INPUT FOR THIS TASK:
******
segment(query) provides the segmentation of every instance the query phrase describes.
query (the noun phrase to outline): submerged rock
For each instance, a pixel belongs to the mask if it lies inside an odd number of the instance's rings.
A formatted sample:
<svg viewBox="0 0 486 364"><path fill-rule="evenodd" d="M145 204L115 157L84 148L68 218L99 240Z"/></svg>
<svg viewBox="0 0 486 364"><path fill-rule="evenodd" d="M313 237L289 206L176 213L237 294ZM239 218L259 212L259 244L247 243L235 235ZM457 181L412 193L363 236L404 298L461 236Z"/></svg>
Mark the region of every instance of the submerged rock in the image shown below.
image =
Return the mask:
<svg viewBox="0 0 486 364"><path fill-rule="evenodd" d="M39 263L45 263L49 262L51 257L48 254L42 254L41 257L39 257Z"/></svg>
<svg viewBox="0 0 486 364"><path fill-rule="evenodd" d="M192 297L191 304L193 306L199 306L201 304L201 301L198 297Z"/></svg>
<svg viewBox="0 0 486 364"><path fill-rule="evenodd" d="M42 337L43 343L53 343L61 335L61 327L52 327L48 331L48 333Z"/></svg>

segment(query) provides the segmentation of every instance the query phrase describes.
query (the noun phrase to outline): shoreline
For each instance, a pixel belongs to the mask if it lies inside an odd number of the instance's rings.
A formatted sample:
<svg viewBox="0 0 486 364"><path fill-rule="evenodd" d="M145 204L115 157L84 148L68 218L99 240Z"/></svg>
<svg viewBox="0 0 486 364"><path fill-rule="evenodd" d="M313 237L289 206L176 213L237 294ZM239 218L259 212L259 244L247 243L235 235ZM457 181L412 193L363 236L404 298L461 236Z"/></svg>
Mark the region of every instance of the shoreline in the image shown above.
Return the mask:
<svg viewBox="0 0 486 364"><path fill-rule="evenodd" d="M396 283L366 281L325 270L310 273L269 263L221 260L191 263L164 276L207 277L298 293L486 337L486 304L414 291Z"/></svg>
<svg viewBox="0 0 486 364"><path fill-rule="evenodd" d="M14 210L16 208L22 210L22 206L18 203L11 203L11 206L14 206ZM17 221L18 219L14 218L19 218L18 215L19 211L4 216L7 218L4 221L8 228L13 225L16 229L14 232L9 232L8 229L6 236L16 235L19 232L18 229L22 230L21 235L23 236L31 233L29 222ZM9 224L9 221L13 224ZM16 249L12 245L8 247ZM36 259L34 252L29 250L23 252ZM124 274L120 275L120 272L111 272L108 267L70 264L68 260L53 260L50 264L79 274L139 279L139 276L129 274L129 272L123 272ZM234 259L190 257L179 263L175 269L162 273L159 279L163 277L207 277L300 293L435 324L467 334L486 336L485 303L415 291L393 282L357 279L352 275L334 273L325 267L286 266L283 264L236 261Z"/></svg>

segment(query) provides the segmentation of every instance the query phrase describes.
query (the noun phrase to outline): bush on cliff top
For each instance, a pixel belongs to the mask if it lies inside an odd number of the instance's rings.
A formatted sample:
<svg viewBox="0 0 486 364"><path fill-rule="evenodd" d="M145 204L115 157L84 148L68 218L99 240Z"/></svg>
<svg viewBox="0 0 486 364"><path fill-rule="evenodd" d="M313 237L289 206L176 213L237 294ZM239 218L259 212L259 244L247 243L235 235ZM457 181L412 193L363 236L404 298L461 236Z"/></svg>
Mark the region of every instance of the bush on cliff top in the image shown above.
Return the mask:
******
WHAT THE TASK ASKS:
Convert all of the data above into a numbered list with one line per item, omitting any blank lines.

COMPLETED TASK:
1. segment(query) provides the segmentation of every instance the query phrase describes.
2. query (the noun phrase to outline): submerged rock
3. For each instance, a pixel belongs to the mask if it lies inside an odd number of the instance's rings.
4. A formatted sample:
5. <svg viewBox="0 0 486 364"><path fill-rule="evenodd" d="M145 204L115 157L84 148L68 218L99 240Z"/></svg>
6. <svg viewBox="0 0 486 364"><path fill-rule="evenodd" d="M313 237L289 206L176 213L237 294ZM239 218L259 212L259 244L247 243L235 235ZM457 181L412 193L363 236L404 298L461 236Z"/></svg>
7. Mark the region of every instance of the submerged rock in the image shown below.
8. image =
9. Return the mask:
10. <svg viewBox="0 0 486 364"><path fill-rule="evenodd" d="M39 263L45 263L49 262L51 257L48 254L42 254L41 257L39 257Z"/></svg>
11. <svg viewBox="0 0 486 364"><path fill-rule="evenodd" d="M192 297L191 304L193 306L199 306L201 304L201 301L198 297Z"/></svg>
12. <svg viewBox="0 0 486 364"><path fill-rule="evenodd" d="M42 337L43 343L53 343L61 335L61 327L52 327L48 331L48 333Z"/></svg>
13. segment(query) provides the segmentation of every instance the query phrase describes.
14. query (the noun phrase to outline): shoreline
15. For each instance, a pixel belongs to the mask if it lies inside an odd number of the instance's rings.
16. A formatted sample:
17. <svg viewBox="0 0 486 364"><path fill-rule="evenodd" d="M145 204L115 157L84 148L68 218L99 240Z"/></svg>
18. <svg viewBox="0 0 486 364"><path fill-rule="evenodd" d="M313 237L289 206L176 213L237 294ZM239 218L259 212L259 244L247 243L235 235ZM457 181L412 193L363 236L404 298L461 236Z"/></svg>
19. Mark the region of every instance of the shoreline in the image shown above.
20. Return the mask:
21. <svg viewBox="0 0 486 364"><path fill-rule="evenodd" d="M396 283L366 281L325 270L310 273L269 263L221 260L191 263L164 276L207 277L298 293L486 337L486 304L414 291Z"/></svg>
22. <svg viewBox="0 0 486 364"><path fill-rule="evenodd" d="M14 210L16 208L22 210L22 206L18 203L11 203L11 206L14 206ZM17 221L18 219L14 218L19 218L18 215L19 211L4 216L7 218L4 221L8 228L13 225L16 229L14 232L9 232L8 229L6 236L16 235L19 232L18 229L22 230L21 235L23 236L31 233L29 222ZM9 224L9 221L13 224ZM16 249L12 245L8 247ZM36 259L34 252L29 250L23 252ZM124 274L120 275L120 272L111 272L108 267L70 264L68 260L53 260L50 264L79 274L139 279L139 276L129 274L129 272L123 272ZM234 259L190 257L179 263L175 269L162 273L159 279L163 277L207 277L300 293L435 324L467 334L486 336L485 303L415 291L393 282L357 279L352 275L334 273L325 267L286 266L283 264L236 261Z"/></svg>
23. segment(query) provides the segmentation of every instance the query phrase describes.
24. query (the noun phrase to outline): bush on cliff top
25. For each instance, a pixel belongs to the mask if it lies inside an odd number of the instance's rings.
26. A formatted sample:
27. <svg viewBox="0 0 486 364"><path fill-rule="evenodd" d="M145 204L115 157L84 148L68 218L99 240Z"/></svg>
28. <svg viewBox="0 0 486 364"><path fill-rule="evenodd" d="M313 237L289 206L176 213L237 294ZM239 218L259 212L259 244L247 243L235 235ZM457 181L412 193L363 236L404 298L461 236Z"/></svg>
29. Mark the region of every instance of the bush on cliff top in the image shown above.
30. Return the mask:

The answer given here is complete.